Dataset excerpts on object pointing:
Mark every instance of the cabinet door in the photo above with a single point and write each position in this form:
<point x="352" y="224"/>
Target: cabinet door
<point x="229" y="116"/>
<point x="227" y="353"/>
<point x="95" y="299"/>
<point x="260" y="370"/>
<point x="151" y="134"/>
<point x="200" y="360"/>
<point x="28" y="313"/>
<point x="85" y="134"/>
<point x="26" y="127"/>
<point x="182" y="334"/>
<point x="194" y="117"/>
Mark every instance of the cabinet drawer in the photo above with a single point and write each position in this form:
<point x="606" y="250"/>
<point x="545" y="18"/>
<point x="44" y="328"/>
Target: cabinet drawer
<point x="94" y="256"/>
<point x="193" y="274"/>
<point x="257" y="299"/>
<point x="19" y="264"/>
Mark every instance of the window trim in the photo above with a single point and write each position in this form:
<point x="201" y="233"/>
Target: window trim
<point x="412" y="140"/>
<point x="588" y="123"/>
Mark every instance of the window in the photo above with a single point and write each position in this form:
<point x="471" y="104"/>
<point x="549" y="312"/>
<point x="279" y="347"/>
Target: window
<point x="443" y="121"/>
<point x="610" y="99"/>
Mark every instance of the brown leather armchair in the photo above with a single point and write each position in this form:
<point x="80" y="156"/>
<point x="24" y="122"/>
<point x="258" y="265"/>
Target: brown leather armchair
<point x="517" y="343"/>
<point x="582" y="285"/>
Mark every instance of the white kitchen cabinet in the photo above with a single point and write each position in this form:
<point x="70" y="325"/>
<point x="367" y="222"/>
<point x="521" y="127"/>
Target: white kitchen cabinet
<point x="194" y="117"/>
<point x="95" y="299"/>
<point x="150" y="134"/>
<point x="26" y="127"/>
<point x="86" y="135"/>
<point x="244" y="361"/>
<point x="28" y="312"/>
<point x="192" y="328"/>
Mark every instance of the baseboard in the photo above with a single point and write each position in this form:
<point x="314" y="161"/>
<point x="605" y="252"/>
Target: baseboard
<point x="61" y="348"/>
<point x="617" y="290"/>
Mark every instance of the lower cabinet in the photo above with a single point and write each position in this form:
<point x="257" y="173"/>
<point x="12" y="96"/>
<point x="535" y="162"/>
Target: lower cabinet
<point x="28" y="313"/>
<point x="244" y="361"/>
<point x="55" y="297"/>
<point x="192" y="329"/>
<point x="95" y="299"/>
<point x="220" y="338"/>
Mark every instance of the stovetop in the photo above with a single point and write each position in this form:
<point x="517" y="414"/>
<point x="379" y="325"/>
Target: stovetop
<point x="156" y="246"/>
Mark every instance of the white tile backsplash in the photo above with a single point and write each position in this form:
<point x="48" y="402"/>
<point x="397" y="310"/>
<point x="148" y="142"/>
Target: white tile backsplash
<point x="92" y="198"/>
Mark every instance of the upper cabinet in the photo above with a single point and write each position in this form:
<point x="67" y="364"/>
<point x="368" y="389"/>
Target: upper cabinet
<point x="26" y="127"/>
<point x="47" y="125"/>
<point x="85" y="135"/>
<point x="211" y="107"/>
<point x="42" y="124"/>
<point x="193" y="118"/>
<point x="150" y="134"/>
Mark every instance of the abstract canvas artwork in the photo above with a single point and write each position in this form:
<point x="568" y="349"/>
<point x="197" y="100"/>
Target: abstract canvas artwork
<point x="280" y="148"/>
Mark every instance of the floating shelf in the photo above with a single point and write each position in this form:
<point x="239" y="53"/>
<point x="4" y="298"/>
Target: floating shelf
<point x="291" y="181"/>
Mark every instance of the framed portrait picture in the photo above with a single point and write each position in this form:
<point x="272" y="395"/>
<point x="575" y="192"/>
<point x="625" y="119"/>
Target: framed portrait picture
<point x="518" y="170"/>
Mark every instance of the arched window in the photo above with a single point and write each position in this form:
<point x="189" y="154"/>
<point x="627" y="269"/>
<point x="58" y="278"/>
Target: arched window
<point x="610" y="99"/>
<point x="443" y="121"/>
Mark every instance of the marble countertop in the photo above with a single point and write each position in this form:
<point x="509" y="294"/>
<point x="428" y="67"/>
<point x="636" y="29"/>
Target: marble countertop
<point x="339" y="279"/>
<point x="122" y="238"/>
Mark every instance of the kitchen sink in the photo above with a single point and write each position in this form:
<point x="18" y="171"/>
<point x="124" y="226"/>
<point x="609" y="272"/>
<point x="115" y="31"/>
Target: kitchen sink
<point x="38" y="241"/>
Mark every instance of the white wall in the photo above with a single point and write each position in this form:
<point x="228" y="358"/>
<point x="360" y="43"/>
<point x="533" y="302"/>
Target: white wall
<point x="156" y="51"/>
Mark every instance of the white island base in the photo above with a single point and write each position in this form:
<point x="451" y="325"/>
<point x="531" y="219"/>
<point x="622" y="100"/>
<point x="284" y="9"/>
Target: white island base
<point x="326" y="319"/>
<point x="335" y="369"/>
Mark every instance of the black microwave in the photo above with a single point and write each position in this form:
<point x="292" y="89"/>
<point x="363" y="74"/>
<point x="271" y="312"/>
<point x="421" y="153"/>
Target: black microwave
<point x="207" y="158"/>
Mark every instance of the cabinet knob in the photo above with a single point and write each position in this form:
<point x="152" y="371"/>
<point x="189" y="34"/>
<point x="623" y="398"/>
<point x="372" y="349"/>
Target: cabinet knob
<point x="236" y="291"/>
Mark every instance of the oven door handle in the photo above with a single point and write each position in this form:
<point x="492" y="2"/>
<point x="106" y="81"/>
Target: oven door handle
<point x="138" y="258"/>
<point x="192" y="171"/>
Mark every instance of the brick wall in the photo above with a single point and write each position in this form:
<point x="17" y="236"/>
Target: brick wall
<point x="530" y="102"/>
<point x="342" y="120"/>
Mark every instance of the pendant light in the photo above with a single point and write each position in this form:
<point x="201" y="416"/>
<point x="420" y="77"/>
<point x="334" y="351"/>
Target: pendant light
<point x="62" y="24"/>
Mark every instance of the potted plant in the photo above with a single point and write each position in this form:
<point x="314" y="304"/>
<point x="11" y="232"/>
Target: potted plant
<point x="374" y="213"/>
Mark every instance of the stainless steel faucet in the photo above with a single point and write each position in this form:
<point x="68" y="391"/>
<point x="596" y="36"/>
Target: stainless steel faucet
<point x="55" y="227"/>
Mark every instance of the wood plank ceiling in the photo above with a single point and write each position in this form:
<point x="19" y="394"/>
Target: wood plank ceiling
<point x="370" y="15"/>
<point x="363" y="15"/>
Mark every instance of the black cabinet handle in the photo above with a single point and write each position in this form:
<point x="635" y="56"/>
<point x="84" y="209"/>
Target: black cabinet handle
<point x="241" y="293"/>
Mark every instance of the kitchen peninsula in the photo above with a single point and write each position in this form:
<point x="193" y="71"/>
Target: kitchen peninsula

*Prompt*: Return the lines beginning at the one that contains "Mark every instance of the black microwave" and continuing through the last line of the data, exactly as they stand and without any others.

*Task response*:
Mark every instance of the black microwave in the photo above with a single point and write each position in this form:
<point x="292" y="89"/>
<point x="363" y="74"/>
<point x="271" y="312"/>
<point x="421" y="153"/>
Target: black microwave
<point x="207" y="158"/>
Mark every instance of the cabinet knob in the photo above with a single point and write each position in this form:
<point x="152" y="371"/>
<point x="189" y="34"/>
<point x="623" y="398"/>
<point x="372" y="349"/>
Target: cabinet knob
<point x="236" y="291"/>
Mark every instance of the oven door handle in the photo above with a single point and write each position in this form:
<point x="492" y="2"/>
<point x="106" y="81"/>
Target: oven door handle
<point x="138" y="258"/>
<point x="192" y="171"/>
Mark every instance of the brick wall in the photo above with a single point and write each position in this form:
<point x="17" y="236"/>
Target: brick wall
<point x="530" y="102"/>
<point x="342" y="120"/>
Mark every instance of the pendant light in the photo above with a single point and write each position in this form:
<point x="201" y="416"/>
<point x="420" y="77"/>
<point x="334" y="351"/>
Target: pendant light
<point x="62" y="24"/>
Mark every instance of the potted plant in the photo above with a single point and write each position in this form:
<point x="314" y="304"/>
<point x="11" y="232"/>
Target: potted plant
<point x="374" y="213"/>
Mark every instance of the stainless steel faucet in the photo above with a single point and write each position in this form:
<point x="68" y="391"/>
<point x="596" y="36"/>
Target: stainless steel faucet
<point x="55" y="227"/>
Mark every instance of the wood plank ceiling in the photo above with a single point and write each position in this form:
<point x="19" y="394"/>
Target: wood plank ceiling
<point x="370" y="15"/>
<point x="363" y="15"/>
Mark every instance of the black cabinet handle in the photo above with a single point and write each position in this form:
<point x="635" y="56"/>
<point x="84" y="209"/>
Target: black cabinet handle
<point x="241" y="293"/>
Mark every instance of the kitchen peninsula in the photo above with a single point and write each position in this form:
<point x="193" y="71"/>
Target: kitchen peninsula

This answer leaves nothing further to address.